#### [AVAILABLE DATA]

===

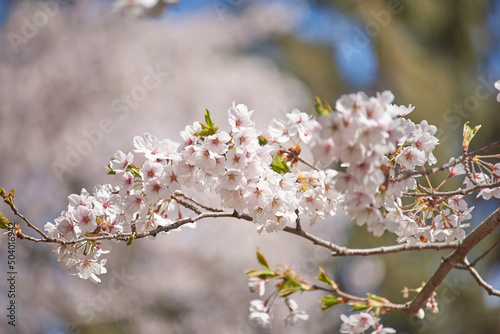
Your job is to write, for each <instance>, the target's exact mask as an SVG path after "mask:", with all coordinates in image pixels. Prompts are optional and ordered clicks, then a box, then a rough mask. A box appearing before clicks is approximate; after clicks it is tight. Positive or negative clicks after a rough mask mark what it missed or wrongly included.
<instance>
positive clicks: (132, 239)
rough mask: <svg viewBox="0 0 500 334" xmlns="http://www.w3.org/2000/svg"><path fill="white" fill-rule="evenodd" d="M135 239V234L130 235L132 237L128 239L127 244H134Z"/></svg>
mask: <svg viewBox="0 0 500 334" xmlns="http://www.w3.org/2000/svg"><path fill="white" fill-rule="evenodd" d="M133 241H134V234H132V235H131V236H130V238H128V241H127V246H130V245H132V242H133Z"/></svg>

===

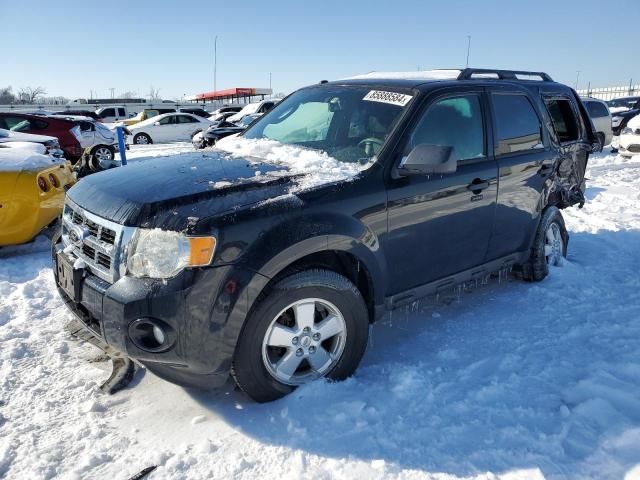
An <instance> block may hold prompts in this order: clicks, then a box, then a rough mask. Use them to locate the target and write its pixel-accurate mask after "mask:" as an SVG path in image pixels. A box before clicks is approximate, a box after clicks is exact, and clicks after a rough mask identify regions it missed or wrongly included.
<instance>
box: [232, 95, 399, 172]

===

#### [WORK INSTRUCTIONS]
Render everything from the line containing "Your job is" down to the line containing "positive clicks: (132, 239)" as a numbered list, leaving out any blank lines.

#### [TASK OUTPUT]
1. Your job is to write, for each <instance>, the target's exact mask as an SVG path after "mask:", with all coordinates in image pixels. Prompts are optional and ordered clicks, then a box, then a rough mask. A box appearing before clicks is approximate; after clicks it is tight. Positive or negative clicks after a rough mask mark what it missed or wrongly included.
2. <instance>
3. positive clicks: (132, 239)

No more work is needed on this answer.